-------- BRANO CITATO

Responsabilità

Colpa medica: il paziente deve dimostrare il nesso causale tra la prestazione e il danno

Il paziente si era rivolto anche da altri dentisti che hanno reso ancor più complesso la determinazione del quantum del danno

di Giampaolo Piagnerelli

Il paziente che vuole citare in giudizio il dentista per il lavoro mal eseguito deve procedere all'accertamento del nesso causale tra la prestazione professionale e il danno accusato. Lo precisa la Cassazione con ordinanza n. 15108/21. Un soggetto ha proposto opposizione a un decreto ingiuntivo intimatogli dal tribunale di Vicenza in favore di un dentista per l'importo di circa 6mila euro, a titolo di pagamento di prestazioni odontoiatriche.

----------------
-------- DATI FORNITI

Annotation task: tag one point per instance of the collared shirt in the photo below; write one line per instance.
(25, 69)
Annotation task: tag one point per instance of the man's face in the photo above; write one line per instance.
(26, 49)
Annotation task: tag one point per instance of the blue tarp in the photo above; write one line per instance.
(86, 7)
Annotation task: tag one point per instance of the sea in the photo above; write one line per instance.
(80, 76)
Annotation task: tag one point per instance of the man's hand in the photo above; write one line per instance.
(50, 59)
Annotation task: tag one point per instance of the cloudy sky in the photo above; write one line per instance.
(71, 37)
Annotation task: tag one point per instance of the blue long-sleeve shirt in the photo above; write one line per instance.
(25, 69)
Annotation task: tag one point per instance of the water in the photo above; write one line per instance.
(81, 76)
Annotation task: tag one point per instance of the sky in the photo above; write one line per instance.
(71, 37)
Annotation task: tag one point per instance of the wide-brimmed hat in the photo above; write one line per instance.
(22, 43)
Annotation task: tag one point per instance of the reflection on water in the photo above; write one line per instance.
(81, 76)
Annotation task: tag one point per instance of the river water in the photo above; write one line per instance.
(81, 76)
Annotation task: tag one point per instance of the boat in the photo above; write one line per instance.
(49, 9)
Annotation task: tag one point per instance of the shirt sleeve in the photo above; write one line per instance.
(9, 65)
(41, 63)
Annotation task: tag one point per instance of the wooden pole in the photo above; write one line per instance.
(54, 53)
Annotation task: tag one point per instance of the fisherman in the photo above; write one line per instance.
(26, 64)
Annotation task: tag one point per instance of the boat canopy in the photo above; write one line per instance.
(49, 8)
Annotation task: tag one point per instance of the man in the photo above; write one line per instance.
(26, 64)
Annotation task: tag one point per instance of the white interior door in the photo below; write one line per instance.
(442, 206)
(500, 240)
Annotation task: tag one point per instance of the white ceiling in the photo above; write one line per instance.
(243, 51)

----------------

ISTRUZIONI >> Prosegui l'articolo sulla colpa medica del dentista dopo l'ultima frase riportata. I record non servono per svolgere l'esercizio.

RISPOSTA >>
Il ricorrente ha puntualizzato che le prestazioni non erano state eseguite a regola d'arte, al punto che egli aveva accusato fastidiosi scricchiolii alla mandibola, acufeni e vertigini. Rivoltosi ad altro professionista aveva appreso che il primo dentista non aveva provveduto ad applicare, prima dei definitivi denti in porcellana, dei denti in resina più elastici che avrebbero garantito il buon esito della prestazione professionale. Oltre a opporsi al decreto ingiuntivo, il ricorrente ha chiesto anche il risarcimento dei danni. Il convenuto si è costituito difendendo il proprio operato, e ha assunto che la prestazione non era stata ultimata perché il paziente non si era presentato alle visite. Il tribunale adito, dopo aver assunto prove orali ed espletata una ctu, ha ritenuto che le prove acquisite avessero confermato la prospettazione difensiva del convenuto con il conseguente rigetto dell'opposizione. Visto quindi che i giudici di primo grado hanno dato ragione al professionista, il paziente ha proposto ricorso in Corte d'appello.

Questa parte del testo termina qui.